(Rows from a pointing dataset)
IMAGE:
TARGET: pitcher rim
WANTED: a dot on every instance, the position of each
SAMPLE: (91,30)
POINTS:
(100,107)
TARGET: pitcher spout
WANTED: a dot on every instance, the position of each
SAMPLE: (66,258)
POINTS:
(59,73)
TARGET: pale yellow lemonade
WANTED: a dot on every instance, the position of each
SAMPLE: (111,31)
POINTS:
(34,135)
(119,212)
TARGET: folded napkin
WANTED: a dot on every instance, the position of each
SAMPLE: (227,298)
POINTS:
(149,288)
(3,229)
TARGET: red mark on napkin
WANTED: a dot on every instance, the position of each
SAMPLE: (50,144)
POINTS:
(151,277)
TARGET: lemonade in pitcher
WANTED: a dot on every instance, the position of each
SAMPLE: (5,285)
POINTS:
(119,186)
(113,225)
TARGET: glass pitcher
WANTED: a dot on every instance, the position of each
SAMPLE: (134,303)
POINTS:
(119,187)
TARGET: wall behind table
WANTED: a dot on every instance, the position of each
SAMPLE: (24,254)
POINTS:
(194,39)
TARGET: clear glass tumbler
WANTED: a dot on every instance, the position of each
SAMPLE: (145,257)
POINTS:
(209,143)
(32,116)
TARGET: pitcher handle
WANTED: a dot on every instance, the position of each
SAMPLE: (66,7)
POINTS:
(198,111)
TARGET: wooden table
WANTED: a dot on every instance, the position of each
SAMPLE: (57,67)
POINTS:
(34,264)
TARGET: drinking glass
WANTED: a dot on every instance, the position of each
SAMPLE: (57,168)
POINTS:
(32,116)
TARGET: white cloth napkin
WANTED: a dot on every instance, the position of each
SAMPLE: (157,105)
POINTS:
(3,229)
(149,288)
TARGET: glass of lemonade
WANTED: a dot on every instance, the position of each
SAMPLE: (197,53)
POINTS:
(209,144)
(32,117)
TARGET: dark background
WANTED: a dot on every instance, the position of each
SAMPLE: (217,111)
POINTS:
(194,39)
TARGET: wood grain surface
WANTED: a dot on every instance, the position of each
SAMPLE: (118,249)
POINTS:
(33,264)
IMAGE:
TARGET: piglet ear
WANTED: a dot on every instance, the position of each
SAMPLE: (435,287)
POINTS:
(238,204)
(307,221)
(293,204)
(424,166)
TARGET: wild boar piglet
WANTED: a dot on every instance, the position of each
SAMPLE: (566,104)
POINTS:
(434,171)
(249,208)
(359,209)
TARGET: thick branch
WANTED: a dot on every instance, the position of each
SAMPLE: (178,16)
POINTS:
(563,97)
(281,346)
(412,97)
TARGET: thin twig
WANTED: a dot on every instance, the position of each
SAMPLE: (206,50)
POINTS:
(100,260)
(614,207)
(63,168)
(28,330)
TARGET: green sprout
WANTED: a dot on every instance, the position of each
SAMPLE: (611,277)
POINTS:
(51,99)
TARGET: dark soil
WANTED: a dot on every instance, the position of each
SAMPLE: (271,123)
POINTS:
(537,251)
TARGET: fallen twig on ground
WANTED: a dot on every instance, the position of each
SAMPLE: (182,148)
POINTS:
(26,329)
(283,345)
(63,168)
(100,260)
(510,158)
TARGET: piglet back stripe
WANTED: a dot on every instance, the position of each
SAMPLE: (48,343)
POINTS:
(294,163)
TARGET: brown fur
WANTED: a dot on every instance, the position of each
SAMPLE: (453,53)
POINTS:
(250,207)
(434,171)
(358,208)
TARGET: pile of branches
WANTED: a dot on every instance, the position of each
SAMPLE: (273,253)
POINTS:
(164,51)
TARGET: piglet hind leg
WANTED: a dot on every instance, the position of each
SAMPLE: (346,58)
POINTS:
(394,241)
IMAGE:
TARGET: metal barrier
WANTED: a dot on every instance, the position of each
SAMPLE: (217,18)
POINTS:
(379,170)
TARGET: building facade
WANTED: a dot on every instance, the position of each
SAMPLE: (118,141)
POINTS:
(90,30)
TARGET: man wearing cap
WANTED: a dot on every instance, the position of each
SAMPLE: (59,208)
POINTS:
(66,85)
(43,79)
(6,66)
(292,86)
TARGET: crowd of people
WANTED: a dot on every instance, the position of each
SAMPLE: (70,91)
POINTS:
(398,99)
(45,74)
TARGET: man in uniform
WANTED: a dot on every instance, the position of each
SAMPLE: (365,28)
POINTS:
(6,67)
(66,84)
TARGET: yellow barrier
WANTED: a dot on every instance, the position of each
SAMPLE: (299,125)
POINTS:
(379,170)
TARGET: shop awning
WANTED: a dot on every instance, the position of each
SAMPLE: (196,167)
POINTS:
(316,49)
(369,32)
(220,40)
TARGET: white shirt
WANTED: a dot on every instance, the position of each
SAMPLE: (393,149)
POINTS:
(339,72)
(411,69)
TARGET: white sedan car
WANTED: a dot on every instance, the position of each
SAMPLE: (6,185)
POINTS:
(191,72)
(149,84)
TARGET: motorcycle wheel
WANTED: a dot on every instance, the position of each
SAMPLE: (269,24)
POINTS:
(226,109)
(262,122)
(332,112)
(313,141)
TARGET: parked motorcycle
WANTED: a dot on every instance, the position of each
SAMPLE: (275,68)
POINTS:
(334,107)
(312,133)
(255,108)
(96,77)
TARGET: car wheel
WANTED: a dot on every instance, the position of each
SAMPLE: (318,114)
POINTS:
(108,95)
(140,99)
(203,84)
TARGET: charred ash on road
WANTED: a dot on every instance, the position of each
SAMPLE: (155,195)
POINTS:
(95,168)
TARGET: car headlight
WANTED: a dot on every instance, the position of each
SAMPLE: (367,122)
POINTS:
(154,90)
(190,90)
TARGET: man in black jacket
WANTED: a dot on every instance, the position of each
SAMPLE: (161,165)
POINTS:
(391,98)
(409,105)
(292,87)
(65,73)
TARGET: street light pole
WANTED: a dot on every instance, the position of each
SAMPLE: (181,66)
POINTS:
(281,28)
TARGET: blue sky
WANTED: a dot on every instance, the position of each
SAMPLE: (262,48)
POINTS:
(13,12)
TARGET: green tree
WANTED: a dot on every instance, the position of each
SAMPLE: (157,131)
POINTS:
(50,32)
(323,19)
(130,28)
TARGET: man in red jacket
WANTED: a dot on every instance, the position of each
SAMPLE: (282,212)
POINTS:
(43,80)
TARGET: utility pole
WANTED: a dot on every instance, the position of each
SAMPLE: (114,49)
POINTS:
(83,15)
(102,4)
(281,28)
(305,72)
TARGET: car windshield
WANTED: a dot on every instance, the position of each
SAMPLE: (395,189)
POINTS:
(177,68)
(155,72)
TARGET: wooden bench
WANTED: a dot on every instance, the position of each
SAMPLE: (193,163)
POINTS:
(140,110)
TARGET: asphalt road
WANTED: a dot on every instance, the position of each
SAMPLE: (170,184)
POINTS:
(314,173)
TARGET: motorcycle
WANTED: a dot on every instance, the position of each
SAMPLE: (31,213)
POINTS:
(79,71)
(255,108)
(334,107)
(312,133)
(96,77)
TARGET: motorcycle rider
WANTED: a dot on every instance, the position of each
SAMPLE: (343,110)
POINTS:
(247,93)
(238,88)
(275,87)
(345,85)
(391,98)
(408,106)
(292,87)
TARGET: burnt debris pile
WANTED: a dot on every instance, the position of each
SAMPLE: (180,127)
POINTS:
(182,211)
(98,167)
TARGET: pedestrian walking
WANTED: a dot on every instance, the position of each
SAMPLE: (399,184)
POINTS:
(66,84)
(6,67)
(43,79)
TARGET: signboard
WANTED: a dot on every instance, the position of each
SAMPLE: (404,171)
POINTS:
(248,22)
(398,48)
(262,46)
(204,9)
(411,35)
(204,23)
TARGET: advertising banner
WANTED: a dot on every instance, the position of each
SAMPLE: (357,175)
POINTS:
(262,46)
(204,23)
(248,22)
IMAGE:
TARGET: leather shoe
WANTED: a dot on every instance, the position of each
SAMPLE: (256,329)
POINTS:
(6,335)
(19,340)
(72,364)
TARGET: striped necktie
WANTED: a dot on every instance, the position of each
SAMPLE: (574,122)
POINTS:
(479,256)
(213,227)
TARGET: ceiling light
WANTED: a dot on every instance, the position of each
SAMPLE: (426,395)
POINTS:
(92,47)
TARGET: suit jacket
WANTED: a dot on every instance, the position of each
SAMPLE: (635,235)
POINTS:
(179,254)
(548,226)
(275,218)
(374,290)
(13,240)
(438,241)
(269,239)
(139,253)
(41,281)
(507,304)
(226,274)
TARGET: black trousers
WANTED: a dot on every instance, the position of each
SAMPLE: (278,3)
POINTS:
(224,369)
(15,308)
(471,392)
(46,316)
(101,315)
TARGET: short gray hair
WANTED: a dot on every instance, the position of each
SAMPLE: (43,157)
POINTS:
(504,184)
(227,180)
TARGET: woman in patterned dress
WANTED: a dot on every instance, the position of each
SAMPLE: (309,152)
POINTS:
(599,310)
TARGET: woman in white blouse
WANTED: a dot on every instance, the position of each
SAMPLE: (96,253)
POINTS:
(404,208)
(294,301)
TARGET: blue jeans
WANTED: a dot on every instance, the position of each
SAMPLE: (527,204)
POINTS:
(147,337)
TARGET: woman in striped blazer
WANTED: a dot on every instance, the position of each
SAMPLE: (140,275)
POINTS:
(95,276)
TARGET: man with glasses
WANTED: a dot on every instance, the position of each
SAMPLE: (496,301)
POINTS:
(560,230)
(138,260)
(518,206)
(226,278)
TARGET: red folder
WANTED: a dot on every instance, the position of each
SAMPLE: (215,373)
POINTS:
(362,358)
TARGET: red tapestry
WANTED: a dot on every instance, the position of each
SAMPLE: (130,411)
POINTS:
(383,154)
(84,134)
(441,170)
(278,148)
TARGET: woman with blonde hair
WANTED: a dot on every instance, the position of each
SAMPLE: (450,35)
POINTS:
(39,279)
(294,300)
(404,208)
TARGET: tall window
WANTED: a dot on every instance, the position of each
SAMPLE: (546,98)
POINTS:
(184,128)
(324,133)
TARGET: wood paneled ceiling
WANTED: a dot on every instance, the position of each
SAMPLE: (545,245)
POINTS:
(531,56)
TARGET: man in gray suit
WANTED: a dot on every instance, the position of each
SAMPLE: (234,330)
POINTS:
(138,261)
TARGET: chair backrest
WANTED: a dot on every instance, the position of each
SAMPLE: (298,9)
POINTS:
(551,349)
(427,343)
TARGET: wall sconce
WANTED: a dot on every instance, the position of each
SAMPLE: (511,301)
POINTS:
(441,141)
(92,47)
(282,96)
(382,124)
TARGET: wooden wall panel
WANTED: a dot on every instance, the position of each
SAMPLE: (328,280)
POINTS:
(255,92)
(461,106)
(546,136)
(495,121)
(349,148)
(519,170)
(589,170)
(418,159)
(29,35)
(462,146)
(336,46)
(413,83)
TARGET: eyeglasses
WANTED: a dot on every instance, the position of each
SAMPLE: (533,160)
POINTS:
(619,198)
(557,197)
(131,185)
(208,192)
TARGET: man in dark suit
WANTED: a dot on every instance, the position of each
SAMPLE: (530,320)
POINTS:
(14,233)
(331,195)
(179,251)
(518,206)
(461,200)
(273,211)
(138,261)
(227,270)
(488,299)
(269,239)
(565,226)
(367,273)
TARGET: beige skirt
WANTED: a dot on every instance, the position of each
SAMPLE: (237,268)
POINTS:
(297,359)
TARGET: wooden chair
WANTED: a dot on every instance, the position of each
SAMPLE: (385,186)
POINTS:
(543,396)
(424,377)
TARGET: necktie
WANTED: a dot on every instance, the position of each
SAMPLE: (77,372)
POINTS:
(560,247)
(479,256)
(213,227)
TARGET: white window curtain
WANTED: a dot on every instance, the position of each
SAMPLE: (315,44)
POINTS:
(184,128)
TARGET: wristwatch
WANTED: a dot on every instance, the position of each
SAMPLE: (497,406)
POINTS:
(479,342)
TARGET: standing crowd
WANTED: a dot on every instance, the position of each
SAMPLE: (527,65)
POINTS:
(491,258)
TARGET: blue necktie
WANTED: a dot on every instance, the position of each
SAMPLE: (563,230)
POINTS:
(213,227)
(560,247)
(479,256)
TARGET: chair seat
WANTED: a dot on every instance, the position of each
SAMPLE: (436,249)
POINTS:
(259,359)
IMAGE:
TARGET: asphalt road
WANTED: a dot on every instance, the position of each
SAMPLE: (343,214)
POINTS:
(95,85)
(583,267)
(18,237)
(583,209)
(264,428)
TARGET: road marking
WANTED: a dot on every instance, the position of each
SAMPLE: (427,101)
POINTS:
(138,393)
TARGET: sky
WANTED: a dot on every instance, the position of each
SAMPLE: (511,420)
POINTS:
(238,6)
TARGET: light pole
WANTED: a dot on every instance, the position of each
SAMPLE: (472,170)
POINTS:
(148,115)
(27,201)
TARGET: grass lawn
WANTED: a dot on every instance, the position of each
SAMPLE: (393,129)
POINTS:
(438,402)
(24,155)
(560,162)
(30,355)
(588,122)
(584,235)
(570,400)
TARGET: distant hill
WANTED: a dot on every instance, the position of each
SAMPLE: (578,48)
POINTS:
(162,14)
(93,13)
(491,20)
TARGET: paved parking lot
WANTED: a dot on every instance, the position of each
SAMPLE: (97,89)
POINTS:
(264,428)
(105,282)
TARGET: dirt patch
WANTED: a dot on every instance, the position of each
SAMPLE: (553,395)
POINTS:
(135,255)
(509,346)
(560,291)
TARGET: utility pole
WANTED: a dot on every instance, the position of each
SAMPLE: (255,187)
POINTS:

## WRITTEN REQUEST
Everything from the line that contains "TARGET: road marking" through the end of the records must be duplicated exactly, and nothing outside that range.

## FINAL RESULT
TARGET: road marking
WANTED: a dot on every instance, the position of each
SAMPLE: (427,101)
POINTS:
(138,393)
TARGET: sky
WANTED: a dot on every instance, the position of each
SAMPLE: (511,420)
POINTS:
(238,6)
TARGET: light pole
WANTED: a dot on every instance, the position of each
SAMPLE: (472,170)
POINTS:
(148,115)
(27,201)
TARGET: grass lawn
WANTED: a dot on every instance, the position of each
SAMPLE: (393,129)
POINTS:
(438,402)
(24,155)
(560,162)
(30,355)
(588,122)
(584,235)
(570,400)
TARGET: distant hill
WANTED: a dot on every instance, the position of each
SAMPLE: (578,48)
POINTS:
(162,14)
(93,13)
(491,20)
TARGET: paved parking lot
WANTED: a dot on every instance, the position of each
SAMPLE: (97,89)
POINTS:
(264,428)
(105,282)
TARGET: dirt patch
WANTED: a dot on every instance, the position of each
SAMPLE: (553,395)
POINTS:
(135,255)
(509,346)
(560,291)
TARGET: utility pole
WANTED: a dot on every instance, the position of each
SAMPLE: (255,187)
POINTS:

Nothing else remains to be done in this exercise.